Three-dimensional (3D) bioprinting has emerged as a powerful platform for recapitulating the structural and functional complexity of native tissues and organs. Significant progress has been achieved in the development of biomaterial-based, cell-laden bioinks and the fabrication of constructs with controlled geometries and spatial organization. These advances have enabled the production of tissue models that exhibit promising short-term biocompatibility, maintaining cell viability for several days following printing.

Despite these achievements, a critical limitation persists in the restricted cellular proliferation within the interior of printed constructs, while cells located on the external surfaces exhibit comparatively robust growth. This disparity is primarily attributed to the unfavorable microenvironment within the matrix, characterized by limited oxygen and nutrient diffusion, mechanical confinement that restricts cellular migration, and insufficient cell–cell communication. Collectively, these factors hinder the formation of an interconnected cellular network essential for functional tissue development.

This Special Issue focuses on recent advancements aimed at engineering improved microenvironments within 3D bioprinted constructs. Particular emphasis is placed on multifaceted strategies such as the incorporation of bioactive, cell-adhesive motifs, and the precise modulation of key physicochemical properties, including viscoelasticity, porosity, and matrix stiffness. These approaches are designed to enhance mass transport, facilitate cell-mediated matrix remodeling, and promote dynamic cellular interactions. Collectively, such innovations are expected to overcome current limitations and accelerate the development of functional tissue constructs, thereby advancing the translational potential of 3D bioprinting in regenerative medicine.

Exercise directions ▸
According to the text on 3D bioprinting, for how long do printed tissue models maintain cell viability after printing? The rows play no part in the text above.

[Dataset entries]
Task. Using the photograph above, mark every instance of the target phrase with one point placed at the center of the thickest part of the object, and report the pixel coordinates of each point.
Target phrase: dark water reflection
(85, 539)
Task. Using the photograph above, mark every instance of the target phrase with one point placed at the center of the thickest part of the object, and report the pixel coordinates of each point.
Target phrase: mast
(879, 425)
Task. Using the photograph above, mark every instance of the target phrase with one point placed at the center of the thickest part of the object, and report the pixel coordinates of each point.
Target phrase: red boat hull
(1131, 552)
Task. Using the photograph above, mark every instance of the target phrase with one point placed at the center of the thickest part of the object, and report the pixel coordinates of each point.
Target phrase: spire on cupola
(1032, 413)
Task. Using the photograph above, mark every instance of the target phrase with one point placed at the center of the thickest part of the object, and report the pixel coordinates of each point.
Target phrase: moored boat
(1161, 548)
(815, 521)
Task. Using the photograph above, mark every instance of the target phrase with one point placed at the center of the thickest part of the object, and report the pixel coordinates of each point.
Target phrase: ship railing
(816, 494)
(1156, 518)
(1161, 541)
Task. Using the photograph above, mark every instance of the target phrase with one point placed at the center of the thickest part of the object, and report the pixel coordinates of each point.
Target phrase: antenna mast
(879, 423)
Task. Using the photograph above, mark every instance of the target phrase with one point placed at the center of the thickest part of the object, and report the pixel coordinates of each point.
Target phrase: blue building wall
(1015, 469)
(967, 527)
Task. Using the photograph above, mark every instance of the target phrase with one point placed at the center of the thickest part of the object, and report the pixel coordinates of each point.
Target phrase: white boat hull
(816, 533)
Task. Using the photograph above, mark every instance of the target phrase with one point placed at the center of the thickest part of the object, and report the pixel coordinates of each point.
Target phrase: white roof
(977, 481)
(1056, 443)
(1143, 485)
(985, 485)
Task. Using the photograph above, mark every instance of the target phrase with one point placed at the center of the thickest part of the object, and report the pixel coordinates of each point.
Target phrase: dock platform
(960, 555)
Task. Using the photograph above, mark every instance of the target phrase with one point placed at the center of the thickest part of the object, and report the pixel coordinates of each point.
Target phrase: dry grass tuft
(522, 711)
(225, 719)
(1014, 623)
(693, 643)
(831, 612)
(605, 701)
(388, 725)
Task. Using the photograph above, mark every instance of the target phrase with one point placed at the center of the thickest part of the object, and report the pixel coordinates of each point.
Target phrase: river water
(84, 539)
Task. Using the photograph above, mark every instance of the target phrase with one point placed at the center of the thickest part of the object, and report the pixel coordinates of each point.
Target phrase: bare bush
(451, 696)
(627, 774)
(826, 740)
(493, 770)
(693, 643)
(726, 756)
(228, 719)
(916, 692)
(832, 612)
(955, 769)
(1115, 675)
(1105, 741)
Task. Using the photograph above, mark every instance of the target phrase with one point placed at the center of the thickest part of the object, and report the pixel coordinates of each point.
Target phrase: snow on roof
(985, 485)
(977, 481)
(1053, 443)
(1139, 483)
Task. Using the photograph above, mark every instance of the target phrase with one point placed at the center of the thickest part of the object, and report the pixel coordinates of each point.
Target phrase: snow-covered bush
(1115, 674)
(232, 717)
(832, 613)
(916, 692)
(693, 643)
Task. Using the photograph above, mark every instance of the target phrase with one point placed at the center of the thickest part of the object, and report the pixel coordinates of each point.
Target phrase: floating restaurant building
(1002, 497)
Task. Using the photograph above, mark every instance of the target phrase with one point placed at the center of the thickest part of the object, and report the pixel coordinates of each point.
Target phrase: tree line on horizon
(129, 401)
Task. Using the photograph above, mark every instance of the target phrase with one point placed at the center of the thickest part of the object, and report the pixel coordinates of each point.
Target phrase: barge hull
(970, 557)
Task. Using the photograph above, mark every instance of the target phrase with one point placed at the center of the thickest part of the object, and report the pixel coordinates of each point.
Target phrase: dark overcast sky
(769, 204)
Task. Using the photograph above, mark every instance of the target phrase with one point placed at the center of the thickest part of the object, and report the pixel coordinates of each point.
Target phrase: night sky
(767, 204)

Response box ▸
For several days following printing.